# EXERCISE AIM:
Transcribe every entry word for word. Skip the pictures.

# DATASET EXTRACT:
((

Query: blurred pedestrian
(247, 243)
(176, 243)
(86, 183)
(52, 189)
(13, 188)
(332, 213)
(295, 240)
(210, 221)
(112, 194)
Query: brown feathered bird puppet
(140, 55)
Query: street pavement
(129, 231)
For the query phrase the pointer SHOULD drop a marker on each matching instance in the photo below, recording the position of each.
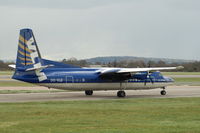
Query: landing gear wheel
(121, 94)
(88, 92)
(163, 92)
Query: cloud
(99, 28)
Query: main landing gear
(89, 92)
(163, 92)
(121, 94)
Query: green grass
(175, 115)
(6, 72)
(15, 84)
(181, 73)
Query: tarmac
(172, 92)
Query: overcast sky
(90, 28)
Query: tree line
(188, 67)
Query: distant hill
(108, 59)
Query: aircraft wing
(126, 73)
(135, 70)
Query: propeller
(148, 77)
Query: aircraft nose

))

# RESULT BELOW:
Query: blurred pedestrian
(247, 243)
(176, 243)
(86, 183)
(52, 189)
(13, 188)
(332, 213)
(295, 240)
(210, 221)
(112, 194)
Query: brown feathered bird puppet
(140, 55)
Query: street pavement
(129, 231)
For the query phrase the pointer SHOULD drop a marker on each matching instance in the photo below, recording the position of each.
Query: landing gear wheel
(121, 94)
(88, 92)
(163, 92)
Query: cloud
(99, 28)
Query: main landing gear
(89, 92)
(163, 92)
(121, 94)
Query: green grass
(175, 115)
(6, 72)
(15, 84)
(181, 73)
Query: tarmac
(172, 92)
Query: overcast sky
(90, 28)
Query: tree line
(188, 67)
Query: distant hill
(108, 59)
Query: aircraft wing
(126, 73)
(135, 70)
Query: propeller
(148, 77)
Query: aircraft nose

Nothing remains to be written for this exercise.